(Supplied entries Opens)
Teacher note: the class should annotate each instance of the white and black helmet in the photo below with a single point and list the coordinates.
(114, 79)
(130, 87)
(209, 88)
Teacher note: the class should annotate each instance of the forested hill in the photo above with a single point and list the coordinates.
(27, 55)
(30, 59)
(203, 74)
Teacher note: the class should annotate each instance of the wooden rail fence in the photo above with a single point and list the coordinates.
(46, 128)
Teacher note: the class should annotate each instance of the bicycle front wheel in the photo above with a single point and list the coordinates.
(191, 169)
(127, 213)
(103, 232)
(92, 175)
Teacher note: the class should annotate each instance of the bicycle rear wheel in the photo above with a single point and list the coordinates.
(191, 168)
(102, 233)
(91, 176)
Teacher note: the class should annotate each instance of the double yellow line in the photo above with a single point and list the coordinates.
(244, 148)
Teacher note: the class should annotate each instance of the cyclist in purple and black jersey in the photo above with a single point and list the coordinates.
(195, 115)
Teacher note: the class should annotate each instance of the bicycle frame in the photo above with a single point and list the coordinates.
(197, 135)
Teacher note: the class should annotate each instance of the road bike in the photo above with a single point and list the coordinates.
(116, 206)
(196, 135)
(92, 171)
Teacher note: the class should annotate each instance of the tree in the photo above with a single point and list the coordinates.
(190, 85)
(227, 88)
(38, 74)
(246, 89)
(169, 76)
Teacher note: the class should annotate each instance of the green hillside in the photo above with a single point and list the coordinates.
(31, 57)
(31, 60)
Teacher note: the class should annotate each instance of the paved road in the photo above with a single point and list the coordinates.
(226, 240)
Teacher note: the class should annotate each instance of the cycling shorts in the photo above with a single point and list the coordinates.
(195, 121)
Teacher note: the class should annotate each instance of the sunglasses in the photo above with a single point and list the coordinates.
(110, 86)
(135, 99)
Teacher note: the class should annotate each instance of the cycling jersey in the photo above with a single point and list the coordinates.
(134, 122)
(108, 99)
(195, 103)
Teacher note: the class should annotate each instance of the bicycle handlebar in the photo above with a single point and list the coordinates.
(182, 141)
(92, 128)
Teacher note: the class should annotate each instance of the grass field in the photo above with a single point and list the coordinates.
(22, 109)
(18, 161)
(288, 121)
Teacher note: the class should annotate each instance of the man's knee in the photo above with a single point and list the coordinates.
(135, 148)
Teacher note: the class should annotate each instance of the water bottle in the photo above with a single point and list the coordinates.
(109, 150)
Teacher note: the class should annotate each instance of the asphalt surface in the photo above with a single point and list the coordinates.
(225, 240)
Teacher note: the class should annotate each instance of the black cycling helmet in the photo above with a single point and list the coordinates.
(Supplied entries Closes)
### What you need to do
Reproduce each entry above without a single difference.

### Exercise solution
Teacher note: the class should annotate each instance of the white and black helmet in the photo below with a single point and list the coordinates.
(114, 79)
(130, 87)
(209, 88)
Teacher note: the class should annotate each instance of the forested hill in the photo above with a single point and list the coordinates.
(27, 55)
(30, 59)
(203, 74)
Teacher note: the class should annotate each instance of the wooden rail fence in the photo above with a single point and list the coordinates.
(46, 128)
Teacher note: the class should annotate each instance of the bicycle front wheel in the photo above with a single point and list the coordinates.
(191, 169)
(127, 213)
(103, 232)
(92, 175)
Teacher note: the class should annotate each instance of the bicycle rear wheel in the photo above with a single point and list the coordinates.
(191, 168)
(102, 233)
(91, 176)
Teacher note: the class should annotate each instance of the double yellow line in the photo above with a single point and list the coordinates.
(244, 148)
Teacher note: the class should annotate each instance of the cyclist in purple and black jersey in the photo above with a single point and list the coordinates.
(195, 115)
Teacher note: the class should annotate each instance of the bicycle frame in the photo above with a single point and list the coordinates.
(197, 135)
Teacher note: the class should annotate each instance of the road bike in the photo above with a single point and list the coordinates.
(116, 206)
(196, 135)
(92, 171)
Teacher note: the class should annotate each instance of the tree in the photo above with a single point and list the coordinates.
(190, 85)
(227, 88)
(38, 74)
(246, 89)
(169, 76)
Teacher note: the class should annotate each instance of the green hillside in the photo above with a single point and list the coordinates.
(31, 57)
(31, 60)
Teacher note: the class should annotate each instance of the paved road in the photo above with a single point and list the coordinates.
(226, 240)
Teacher note: the class should annotate each instance of the cycling shorts in the photo above with a single point and list the coordinates.
(195, 121)
Teacher note: the class should annotate each instance of the sunglasses in the photo above with a single point and list the coordinates.
(110, 86)
(135, 99)
Teacher note: the class should annotate each instance of the cycling jersey in the photo above with a single point and list the coordinates.
(134, 122)
(108, 99)
(195, 103)
Teacher note: the class should annotate each instance of the bicycle handlebar in the photo above with a single point and list the coordinates.
(182, 141)
(92, 128)
Teacher note: the class should annotate each instance of the grass field in the photo above with a single point and list the coordinates.
(22, 109)
(18, 161)
(288, 121)
Teacher note: the class should annotate each instance of the man's knee in the photo above with a single point and list the coordinates.
(135, 148)
Teacher note: the class should annotate each instance of the water bottle in the photo above with a single point and list the coordinates.
(109, 150)
Teacher note: the class should annotate each instance of the asphalt surface in the photo above with a single point and list the coordinates.
(225, 240)
Teacher note: the class should annotate each instance of the black cycling helmet in the photo above with a single point and list the coordinates.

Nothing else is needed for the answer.